Pour chaque affirmation ci-dessous, dites si elle concorde avec l'extrait sur Infiniment au bord : répondez par oui ou non, puis citez les mots décisifs de l'extrait. (a) Le sous-titre du livre est « Soixante-dix variations autour du Je ». (b) La préface du livre est signée Philippe Grand. (c) Le livre compte 128 pages.

= Extrait de texte =
-- -- --

Infiniment au bord, sous-titré Soixante-dix variations autour du Je est un livre de poésie autant que de philosophie, un livre intime et universel dont on ne finit jamais la lecture car à l’image des « boucles » caractéristiques de l’écriture de Stéphane Sangral, nous sommes inéluctablement amenés à le rouvrir tant ce « Je » indéfinissable reflète la multiplicité de l’être et du non-être.

Ainsi est-on happé, entraîné dans des cycles martelés d’apories où l’on tournoie sans fin jusqu’à l’épuisement. On cherche à s’accrocher, glissant d’une page à l’autre, cherchant en vain, dans une fuite éperdue au côté du poète, qui l’on est, qui est ce « Je » qui demeure étranger et que Denis Ferdinande, dans sa préface, définit en empruntant ces vers de Philippe Grand : « Je/ induit en erreur », nous avertissant dès la première page que l’auteur se (et nous) confronte à l’impossibilité de se connaître.

Mais Stéphane Sangral traite d’une manière toute personnelle cette question qui hante les philosophes depuis l’Antiquité1. S’il a recours aux mots, il les utilise pour composer une partition musicale qui laisse entendre rythmes et cadences entrecoupés de longs silences, de decrescendos, de pianissimos qui s’en vont « morendo ». Soudain, entre deux tirets d’incises, éclate un « fortissimo » (caractère gras, taille de police maximale) «   … Je est/ mort… » ! puis le cheminement continue dans des vers qui se déclinent et se contredisent au cours de variations qui semblent infinies.

Composée en mode mineur, l’œuvre nous offre deux niveaux de perception : la première, objective, philosophique (la conscience du Moi) où chaque page nous confronte à la rigueur scientifique d’une logique qui se défait au fur et à mesure qu’elle s’écrit, un raisonnement exprimé par les mots, et une autre, subjective, symbolique, exprimée par la poésie. Un dialogue entre la science et l’art.

Stéphane Sangral, Infiniment au bord, Éditions Galilée 2020, pages :128, prix, 15€.

-- -- --

= Lignes de données =
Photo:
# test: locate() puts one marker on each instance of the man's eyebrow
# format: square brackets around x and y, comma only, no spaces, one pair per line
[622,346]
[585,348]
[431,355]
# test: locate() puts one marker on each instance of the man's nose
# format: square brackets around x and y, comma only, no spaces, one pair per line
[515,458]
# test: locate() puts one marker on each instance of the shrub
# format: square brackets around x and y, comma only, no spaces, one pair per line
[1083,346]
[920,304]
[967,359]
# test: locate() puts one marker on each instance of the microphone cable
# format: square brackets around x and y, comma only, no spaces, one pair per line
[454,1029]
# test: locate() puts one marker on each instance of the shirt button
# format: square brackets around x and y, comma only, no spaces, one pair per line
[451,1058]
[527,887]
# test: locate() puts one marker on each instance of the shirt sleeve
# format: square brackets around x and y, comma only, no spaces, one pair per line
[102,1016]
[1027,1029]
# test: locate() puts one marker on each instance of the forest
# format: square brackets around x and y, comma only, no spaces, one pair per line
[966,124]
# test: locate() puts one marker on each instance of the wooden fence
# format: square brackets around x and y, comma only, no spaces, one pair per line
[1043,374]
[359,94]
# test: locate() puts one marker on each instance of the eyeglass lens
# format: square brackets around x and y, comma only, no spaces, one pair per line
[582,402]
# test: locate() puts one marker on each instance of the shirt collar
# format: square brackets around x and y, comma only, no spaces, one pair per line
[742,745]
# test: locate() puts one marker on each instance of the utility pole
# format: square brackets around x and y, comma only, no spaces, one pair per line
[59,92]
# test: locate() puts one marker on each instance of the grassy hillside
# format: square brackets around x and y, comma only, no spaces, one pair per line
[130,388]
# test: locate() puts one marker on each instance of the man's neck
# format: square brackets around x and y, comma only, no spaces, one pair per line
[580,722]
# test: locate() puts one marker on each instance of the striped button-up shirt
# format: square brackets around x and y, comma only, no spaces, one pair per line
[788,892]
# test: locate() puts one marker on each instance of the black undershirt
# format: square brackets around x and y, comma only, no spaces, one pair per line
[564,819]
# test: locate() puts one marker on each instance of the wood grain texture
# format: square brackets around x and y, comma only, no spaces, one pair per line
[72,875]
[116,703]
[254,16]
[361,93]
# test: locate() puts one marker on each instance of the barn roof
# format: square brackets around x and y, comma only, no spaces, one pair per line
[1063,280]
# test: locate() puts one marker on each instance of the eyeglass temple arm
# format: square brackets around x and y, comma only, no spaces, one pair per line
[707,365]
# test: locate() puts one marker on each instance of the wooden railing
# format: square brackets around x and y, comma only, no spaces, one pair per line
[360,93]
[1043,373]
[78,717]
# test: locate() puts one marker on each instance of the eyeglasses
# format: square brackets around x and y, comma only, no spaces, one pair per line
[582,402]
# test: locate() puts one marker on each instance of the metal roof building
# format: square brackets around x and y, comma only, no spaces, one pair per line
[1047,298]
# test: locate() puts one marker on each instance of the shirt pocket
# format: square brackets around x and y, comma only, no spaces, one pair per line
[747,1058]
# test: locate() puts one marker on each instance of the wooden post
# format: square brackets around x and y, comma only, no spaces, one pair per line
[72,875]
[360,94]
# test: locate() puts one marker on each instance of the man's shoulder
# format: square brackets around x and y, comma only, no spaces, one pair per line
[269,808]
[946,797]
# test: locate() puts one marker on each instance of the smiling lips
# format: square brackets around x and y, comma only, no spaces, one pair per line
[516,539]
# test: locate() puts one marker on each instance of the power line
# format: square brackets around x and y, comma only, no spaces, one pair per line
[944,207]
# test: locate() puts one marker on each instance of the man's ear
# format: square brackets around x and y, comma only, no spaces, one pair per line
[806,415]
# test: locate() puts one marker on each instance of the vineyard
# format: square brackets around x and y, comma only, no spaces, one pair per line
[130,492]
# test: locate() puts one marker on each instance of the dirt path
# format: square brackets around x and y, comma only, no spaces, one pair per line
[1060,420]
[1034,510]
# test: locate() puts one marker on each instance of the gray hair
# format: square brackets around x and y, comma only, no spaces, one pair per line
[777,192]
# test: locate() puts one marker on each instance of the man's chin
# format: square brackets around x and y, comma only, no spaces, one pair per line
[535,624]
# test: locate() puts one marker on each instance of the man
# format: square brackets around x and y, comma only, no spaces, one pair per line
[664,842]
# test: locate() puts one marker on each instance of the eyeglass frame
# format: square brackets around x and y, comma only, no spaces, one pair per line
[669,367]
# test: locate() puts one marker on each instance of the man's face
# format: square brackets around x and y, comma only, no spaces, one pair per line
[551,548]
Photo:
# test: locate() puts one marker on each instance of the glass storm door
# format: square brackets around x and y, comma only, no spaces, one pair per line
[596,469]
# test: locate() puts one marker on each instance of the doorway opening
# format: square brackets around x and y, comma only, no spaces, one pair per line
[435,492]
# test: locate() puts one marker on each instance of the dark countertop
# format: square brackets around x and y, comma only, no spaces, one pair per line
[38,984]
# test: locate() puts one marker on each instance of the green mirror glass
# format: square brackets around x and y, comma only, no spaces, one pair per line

-- -- --

= Résultat attendu =
(a) Oui : « sous-titré Soixante-dix variations autour du Je »
(b) Non : « que Denis Ferdinande, dans sa préface, définit en empruntant ces vers de Philippe Grand »
(c) Oui : « pages :128 »